• [Problems]:
(1) Rewrite the stretch of the TiVo streaming thread from "Streaming live or" through "stutters or aborts).", putting "throughput" in place of "bandwidth".
(2) In the TiVo streaming thread, what did Sneezy58 spend almost $400 on?

Streaming live or recorded content from the host DVR is a totally different animal from app streaming ... usually requiring considerably more bandwidth (which is why app streaming can work but live/recorded playback stutters or aborts).


----------



## krkaufman (Nov 25, 2003)

Sneezy58 said:


> I returned my Spectrum Modem/router and spent almost $400 on a more powerful Arris modem and Orbi Router, ... I also moved my TP Link power line that connects my tivo bolt in my bedroom to the router in the living room to another wall outlet.. ... This is too difficult and too expensive


Too many changes and far too many unknowns to pinpoint the key upgrade, but it's possible just moving the Powerline adapter* was the difference maker and the $400 expenditure was unnecessary.

* You should still switch to MoCA if it's possible.


----------



## Sneezy58 (Feb 15, 2018)

krkaufman said:


> You're using Powerline for the DVR's network connection? There's a decent chance that that's been a sizable part of your problem. Was TiVo Support made aware you were using Powerline?

• [Supplied information]:
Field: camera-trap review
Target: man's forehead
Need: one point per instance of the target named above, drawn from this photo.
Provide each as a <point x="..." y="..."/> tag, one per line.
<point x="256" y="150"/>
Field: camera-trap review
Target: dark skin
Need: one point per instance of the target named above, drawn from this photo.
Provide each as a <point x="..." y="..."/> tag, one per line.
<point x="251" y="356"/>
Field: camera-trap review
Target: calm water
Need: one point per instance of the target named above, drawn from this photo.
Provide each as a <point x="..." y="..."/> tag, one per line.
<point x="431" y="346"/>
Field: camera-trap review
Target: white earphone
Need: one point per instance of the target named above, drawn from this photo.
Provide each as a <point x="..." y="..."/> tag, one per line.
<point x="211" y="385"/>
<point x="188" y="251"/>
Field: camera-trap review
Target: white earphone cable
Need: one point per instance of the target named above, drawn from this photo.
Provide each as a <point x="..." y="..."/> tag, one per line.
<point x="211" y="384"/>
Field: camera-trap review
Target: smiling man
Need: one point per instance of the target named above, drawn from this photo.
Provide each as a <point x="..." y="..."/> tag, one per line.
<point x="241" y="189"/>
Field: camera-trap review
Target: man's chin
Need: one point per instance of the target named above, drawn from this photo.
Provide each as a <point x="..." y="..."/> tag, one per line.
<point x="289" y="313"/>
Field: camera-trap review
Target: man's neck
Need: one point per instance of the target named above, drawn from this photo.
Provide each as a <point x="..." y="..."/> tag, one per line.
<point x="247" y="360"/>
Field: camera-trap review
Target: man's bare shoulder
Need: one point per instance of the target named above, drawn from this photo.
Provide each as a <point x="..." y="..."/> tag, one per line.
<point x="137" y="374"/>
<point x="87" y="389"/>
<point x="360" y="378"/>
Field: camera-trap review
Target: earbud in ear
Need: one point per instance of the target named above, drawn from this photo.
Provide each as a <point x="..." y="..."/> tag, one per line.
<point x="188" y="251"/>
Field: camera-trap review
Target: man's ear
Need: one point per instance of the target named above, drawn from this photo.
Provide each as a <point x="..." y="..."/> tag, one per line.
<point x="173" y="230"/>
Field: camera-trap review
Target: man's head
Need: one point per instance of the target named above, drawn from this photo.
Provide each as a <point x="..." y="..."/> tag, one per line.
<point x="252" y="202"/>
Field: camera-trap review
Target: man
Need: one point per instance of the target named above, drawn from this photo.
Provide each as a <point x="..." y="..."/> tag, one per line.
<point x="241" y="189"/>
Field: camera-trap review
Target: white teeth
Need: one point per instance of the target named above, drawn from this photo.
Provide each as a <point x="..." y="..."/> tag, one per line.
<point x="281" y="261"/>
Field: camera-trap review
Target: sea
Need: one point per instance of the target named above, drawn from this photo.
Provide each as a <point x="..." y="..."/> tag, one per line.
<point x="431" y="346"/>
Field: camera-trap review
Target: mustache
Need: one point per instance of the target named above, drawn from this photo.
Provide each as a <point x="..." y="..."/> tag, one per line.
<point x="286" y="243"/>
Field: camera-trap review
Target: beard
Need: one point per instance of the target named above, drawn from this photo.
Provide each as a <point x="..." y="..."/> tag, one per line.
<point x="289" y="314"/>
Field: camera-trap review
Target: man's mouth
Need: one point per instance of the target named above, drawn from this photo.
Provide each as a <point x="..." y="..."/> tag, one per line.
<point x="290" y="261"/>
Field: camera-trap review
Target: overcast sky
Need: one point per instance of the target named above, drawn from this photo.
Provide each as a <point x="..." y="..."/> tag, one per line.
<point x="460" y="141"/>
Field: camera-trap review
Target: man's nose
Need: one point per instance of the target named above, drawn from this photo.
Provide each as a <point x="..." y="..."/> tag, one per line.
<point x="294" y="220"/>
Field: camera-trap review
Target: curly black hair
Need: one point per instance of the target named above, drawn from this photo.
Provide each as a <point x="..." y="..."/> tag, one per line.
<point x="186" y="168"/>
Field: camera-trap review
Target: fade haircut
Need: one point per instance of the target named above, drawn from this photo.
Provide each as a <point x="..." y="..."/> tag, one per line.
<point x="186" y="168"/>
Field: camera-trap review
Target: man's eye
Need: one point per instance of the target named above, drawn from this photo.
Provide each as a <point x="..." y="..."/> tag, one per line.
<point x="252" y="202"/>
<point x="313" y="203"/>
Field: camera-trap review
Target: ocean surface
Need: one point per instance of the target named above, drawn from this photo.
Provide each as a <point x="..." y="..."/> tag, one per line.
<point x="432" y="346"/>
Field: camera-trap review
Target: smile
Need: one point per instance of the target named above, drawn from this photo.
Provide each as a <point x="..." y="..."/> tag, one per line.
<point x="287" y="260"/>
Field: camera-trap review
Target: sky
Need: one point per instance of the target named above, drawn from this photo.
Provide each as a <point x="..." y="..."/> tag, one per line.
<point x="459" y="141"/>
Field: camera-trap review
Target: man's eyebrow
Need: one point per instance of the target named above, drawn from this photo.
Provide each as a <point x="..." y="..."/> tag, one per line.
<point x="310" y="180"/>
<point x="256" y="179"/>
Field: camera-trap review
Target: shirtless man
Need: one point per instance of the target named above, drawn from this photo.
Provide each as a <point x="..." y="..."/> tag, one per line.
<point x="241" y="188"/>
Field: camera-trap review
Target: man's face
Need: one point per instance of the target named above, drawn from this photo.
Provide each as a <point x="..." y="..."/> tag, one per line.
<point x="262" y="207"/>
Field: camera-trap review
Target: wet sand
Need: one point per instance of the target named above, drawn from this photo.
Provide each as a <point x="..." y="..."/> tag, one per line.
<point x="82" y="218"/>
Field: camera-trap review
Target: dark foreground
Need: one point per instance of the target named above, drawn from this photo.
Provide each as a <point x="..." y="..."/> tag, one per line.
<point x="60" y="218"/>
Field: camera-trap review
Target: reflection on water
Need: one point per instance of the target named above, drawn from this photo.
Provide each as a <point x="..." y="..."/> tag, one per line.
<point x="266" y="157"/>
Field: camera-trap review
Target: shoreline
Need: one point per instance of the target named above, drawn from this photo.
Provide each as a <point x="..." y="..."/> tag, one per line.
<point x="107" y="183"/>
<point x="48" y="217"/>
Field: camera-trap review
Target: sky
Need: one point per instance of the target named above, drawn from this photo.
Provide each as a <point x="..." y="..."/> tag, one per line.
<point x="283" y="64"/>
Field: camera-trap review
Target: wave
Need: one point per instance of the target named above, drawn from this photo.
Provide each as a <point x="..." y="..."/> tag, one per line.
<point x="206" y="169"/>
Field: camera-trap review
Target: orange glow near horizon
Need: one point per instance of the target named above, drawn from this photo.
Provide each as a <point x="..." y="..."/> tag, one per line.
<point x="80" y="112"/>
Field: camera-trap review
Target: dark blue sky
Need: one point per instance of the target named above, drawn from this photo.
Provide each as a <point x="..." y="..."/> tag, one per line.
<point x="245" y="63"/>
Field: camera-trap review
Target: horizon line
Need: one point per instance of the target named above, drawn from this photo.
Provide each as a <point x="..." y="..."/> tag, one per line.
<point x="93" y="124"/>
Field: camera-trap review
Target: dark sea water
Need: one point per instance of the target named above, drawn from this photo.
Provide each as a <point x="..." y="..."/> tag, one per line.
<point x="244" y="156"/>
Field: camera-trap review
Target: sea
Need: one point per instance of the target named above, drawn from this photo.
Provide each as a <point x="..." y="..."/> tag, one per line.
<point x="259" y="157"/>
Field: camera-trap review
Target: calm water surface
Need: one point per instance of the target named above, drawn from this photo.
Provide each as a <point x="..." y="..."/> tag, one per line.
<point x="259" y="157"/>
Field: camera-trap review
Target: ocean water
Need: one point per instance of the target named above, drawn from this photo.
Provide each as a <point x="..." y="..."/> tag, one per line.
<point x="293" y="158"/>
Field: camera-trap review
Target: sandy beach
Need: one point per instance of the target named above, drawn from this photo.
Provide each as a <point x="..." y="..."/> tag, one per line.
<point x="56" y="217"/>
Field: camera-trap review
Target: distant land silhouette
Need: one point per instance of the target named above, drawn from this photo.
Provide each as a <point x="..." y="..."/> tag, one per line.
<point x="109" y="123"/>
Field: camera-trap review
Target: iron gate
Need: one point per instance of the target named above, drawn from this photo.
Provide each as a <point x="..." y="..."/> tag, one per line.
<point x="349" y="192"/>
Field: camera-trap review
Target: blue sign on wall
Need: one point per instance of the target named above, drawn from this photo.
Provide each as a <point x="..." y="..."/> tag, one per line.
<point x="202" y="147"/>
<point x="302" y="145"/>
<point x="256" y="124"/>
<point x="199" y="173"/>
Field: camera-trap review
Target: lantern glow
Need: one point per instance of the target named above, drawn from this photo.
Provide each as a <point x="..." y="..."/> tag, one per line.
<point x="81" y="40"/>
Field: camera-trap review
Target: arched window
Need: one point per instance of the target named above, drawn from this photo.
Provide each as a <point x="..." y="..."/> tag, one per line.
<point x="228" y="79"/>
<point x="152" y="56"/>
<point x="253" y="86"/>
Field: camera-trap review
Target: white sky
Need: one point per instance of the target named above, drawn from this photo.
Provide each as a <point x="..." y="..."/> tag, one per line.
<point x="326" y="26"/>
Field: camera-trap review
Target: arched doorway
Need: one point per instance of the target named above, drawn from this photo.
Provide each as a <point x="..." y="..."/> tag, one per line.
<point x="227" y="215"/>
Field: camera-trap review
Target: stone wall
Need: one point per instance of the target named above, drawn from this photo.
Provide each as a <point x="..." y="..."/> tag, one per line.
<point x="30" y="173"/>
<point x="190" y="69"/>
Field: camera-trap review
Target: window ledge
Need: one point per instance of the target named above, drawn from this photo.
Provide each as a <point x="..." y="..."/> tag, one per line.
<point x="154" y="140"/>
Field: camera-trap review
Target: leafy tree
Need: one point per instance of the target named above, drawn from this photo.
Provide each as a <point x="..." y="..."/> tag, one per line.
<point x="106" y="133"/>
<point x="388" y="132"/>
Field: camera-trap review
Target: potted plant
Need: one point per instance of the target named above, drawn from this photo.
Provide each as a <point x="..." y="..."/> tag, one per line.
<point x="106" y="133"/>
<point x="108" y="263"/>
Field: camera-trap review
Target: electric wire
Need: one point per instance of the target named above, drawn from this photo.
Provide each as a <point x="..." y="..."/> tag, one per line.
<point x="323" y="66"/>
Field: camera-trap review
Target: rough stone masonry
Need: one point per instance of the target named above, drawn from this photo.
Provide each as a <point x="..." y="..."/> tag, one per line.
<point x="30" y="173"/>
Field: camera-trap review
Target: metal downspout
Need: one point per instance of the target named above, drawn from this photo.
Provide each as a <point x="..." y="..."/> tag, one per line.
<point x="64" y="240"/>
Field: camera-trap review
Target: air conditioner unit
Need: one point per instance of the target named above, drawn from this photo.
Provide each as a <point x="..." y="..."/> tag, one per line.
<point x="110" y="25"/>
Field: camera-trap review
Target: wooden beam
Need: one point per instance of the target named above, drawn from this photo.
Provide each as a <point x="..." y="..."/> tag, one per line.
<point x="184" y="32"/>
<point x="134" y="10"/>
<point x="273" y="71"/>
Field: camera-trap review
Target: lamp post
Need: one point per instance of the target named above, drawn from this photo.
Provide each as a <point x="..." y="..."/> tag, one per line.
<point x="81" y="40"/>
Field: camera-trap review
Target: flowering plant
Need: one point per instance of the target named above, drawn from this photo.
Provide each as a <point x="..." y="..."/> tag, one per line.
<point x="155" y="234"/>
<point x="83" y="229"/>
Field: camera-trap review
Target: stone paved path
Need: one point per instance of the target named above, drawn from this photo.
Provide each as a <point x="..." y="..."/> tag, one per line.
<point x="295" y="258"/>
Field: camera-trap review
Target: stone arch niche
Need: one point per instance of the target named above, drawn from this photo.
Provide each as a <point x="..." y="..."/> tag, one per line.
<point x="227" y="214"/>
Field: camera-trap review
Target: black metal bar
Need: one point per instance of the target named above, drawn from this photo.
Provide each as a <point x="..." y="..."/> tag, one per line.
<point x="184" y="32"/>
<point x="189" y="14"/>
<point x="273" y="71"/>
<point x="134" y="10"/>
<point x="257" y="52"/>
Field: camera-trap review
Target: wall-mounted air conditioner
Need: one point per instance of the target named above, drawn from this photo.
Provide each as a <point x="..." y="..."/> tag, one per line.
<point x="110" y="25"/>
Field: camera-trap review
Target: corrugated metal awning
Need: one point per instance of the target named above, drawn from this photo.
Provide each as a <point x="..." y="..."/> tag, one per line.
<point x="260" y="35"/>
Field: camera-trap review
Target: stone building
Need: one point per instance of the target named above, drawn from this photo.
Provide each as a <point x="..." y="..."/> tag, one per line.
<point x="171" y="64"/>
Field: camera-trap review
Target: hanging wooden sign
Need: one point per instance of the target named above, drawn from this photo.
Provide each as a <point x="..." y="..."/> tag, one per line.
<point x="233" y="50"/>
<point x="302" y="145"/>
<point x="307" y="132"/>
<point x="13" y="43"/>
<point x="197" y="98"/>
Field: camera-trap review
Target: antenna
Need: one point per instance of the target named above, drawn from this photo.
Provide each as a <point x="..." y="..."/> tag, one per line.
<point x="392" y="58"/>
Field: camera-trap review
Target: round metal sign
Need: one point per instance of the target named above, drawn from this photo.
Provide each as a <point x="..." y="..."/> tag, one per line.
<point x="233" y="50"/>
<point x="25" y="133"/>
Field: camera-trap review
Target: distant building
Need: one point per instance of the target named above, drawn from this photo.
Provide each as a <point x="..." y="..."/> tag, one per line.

• [Answers to the problems]:
(1)
Streaming live or recorded content from the host DVR is a totally different animal from app streaming ... usually requiring considerably more throughput (which is why app streaming can work but live/recorded playback stutters or aborts).

(2) A more powerful Arris modem and an Orbi router.